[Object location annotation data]
%%

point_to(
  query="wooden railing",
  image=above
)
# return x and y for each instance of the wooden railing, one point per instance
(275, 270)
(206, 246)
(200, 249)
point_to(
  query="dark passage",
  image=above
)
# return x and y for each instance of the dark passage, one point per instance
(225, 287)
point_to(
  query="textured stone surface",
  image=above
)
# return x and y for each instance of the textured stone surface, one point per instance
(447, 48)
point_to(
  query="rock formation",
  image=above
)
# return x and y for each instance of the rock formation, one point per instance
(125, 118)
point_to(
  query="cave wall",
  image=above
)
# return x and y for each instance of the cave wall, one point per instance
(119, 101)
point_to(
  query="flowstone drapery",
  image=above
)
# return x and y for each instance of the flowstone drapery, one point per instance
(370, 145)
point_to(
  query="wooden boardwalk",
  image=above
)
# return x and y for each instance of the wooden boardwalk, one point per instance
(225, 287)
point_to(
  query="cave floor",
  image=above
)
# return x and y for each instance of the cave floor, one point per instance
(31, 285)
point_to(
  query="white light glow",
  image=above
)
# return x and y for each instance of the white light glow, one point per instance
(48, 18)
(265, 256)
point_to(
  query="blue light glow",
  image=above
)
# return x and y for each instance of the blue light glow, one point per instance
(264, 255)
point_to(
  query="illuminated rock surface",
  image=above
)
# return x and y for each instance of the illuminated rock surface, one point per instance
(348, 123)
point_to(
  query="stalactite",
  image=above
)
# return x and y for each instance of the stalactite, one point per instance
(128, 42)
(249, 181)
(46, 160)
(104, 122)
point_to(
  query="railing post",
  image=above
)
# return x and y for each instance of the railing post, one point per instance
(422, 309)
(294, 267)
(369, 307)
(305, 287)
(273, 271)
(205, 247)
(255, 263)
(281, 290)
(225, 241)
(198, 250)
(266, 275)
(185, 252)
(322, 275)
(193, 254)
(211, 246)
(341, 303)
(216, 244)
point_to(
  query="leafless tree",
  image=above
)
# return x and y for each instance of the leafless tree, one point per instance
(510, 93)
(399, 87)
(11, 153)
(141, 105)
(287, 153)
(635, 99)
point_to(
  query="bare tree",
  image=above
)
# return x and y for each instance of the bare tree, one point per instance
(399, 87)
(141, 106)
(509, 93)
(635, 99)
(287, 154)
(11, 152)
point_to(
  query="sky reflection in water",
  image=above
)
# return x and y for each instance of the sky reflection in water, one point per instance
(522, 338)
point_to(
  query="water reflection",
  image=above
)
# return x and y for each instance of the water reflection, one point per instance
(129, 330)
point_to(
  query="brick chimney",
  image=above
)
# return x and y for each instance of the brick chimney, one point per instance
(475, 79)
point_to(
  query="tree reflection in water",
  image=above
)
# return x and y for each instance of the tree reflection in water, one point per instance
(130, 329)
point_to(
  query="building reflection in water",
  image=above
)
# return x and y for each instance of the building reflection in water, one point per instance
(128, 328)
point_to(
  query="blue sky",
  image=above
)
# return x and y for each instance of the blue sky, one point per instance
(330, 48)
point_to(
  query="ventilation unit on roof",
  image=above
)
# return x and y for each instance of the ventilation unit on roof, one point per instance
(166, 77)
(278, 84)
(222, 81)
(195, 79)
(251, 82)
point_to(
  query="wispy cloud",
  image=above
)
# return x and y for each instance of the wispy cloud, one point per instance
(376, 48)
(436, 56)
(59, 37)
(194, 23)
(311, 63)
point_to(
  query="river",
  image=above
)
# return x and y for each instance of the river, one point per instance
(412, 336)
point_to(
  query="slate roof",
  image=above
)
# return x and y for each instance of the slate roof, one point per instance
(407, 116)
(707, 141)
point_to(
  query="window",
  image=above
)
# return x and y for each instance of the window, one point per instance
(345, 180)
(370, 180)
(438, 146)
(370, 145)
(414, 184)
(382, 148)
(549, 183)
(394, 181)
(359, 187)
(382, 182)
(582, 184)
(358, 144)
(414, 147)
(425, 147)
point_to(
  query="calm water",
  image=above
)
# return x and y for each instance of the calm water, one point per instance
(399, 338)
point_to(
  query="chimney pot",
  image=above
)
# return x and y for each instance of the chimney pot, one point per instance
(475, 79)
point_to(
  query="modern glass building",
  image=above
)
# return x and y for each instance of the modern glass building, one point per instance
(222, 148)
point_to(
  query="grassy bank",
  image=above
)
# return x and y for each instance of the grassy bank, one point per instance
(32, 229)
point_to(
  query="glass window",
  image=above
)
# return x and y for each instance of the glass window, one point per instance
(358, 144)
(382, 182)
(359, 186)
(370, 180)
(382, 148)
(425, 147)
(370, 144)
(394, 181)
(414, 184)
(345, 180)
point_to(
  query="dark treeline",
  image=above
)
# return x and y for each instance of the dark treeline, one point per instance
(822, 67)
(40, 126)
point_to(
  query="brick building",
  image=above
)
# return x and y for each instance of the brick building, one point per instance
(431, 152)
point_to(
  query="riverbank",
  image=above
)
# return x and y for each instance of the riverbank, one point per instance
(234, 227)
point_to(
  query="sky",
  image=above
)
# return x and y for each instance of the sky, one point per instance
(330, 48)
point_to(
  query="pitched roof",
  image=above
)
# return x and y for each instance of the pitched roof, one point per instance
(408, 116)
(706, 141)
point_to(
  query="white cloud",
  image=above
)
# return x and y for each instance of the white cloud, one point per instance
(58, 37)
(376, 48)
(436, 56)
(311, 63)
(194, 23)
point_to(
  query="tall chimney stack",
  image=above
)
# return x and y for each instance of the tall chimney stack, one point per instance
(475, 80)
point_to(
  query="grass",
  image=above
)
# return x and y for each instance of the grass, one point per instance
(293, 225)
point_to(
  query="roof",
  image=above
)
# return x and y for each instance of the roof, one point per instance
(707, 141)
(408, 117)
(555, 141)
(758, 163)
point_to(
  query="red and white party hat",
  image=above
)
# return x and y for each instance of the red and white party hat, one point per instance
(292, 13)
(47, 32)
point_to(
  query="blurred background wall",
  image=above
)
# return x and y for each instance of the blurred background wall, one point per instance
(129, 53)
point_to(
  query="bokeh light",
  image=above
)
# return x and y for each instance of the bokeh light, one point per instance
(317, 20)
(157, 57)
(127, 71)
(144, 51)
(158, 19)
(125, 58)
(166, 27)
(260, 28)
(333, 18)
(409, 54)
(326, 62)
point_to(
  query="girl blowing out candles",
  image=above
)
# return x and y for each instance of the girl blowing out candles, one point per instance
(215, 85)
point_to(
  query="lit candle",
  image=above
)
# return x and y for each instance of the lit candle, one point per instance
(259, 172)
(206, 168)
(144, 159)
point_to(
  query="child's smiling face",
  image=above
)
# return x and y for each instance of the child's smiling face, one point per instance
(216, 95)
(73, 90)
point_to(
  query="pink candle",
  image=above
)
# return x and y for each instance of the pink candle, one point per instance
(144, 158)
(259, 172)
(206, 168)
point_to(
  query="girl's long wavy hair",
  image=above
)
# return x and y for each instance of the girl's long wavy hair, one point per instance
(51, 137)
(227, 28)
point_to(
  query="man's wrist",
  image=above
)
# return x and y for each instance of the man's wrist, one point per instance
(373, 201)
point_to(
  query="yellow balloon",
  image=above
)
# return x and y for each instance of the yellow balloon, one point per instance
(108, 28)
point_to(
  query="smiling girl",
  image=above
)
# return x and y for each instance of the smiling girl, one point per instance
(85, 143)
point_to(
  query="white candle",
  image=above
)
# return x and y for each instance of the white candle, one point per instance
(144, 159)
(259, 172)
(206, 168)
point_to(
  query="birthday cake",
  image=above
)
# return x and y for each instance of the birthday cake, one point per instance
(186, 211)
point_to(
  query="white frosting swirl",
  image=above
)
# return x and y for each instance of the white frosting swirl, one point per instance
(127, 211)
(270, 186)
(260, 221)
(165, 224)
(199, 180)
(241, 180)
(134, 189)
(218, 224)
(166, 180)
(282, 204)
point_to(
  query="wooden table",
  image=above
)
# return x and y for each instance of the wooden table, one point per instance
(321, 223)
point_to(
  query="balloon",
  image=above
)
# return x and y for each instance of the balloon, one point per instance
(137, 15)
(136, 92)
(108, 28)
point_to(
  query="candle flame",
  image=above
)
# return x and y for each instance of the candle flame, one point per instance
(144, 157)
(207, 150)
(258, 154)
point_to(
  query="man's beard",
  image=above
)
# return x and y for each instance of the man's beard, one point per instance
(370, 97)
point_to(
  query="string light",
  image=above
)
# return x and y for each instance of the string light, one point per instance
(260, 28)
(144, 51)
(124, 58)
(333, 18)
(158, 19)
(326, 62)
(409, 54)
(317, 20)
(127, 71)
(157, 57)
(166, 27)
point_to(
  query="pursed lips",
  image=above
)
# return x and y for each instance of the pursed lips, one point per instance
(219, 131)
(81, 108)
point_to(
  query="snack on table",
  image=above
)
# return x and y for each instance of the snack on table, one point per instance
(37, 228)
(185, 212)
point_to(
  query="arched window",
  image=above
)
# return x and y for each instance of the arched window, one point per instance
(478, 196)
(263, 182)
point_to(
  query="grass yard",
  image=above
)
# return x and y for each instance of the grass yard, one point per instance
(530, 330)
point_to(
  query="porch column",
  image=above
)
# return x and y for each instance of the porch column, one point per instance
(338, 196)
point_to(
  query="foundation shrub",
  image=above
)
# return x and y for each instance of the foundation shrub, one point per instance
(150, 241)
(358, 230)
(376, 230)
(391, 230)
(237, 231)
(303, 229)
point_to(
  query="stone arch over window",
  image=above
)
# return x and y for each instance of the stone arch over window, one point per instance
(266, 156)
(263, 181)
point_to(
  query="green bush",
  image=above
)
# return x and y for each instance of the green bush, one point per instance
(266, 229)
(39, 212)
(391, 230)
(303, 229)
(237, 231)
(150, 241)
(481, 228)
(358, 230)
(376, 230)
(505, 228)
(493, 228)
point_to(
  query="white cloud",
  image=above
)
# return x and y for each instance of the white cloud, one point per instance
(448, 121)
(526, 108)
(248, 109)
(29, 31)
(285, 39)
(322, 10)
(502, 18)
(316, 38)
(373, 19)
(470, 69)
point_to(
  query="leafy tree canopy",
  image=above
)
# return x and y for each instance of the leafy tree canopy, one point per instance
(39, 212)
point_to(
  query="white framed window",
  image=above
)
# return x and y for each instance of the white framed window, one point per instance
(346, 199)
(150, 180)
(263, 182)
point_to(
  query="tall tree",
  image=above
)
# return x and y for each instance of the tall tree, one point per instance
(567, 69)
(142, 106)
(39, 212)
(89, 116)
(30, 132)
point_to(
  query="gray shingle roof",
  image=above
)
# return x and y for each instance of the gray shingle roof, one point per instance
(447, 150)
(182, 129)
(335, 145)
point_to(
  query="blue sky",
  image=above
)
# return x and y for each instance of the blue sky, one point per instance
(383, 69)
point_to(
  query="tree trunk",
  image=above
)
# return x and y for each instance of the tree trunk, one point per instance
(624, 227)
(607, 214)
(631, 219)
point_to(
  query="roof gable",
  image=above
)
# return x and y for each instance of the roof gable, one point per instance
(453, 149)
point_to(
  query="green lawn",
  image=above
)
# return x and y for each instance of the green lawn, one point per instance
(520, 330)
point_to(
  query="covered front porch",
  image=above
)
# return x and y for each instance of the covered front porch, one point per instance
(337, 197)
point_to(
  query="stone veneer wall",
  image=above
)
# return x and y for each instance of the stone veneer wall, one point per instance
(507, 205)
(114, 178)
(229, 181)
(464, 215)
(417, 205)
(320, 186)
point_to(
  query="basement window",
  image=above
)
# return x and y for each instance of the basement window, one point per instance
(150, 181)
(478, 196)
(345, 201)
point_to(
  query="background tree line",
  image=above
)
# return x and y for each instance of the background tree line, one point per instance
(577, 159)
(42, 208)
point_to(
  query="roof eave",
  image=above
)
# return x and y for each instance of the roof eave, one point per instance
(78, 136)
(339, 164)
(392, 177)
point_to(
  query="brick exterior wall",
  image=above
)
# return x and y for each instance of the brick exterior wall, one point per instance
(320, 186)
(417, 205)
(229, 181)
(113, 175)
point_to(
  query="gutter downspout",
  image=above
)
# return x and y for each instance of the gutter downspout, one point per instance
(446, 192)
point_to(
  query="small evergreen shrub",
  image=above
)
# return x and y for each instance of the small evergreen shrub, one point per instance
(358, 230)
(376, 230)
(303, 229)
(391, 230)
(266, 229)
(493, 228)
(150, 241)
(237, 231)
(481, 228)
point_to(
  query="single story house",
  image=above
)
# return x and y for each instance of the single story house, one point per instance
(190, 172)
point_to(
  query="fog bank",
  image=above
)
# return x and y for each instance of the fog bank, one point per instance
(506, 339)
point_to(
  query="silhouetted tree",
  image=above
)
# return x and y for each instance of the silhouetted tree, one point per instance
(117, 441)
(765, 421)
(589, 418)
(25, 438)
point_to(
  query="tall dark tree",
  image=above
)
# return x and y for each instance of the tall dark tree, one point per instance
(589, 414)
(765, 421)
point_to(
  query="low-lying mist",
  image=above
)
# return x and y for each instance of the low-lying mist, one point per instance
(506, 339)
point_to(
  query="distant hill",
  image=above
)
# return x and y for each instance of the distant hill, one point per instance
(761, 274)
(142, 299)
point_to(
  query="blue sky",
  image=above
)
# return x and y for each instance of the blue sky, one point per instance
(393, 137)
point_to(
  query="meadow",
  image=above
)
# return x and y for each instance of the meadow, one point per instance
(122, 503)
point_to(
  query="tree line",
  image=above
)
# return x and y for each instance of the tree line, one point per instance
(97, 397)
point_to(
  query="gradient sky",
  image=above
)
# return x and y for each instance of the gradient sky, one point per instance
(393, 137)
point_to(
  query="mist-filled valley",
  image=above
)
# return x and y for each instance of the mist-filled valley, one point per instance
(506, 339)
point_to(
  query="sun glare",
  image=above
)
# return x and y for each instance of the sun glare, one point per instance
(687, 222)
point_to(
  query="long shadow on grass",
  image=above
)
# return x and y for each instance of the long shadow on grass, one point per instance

%%

_REQUEST_
Gather every line from the rows above that contains the string "eave", and copy each one.

_ANSWER IN FULL_
  query="roof eave",
# return x and y for each instance of the roof eave, one point per instance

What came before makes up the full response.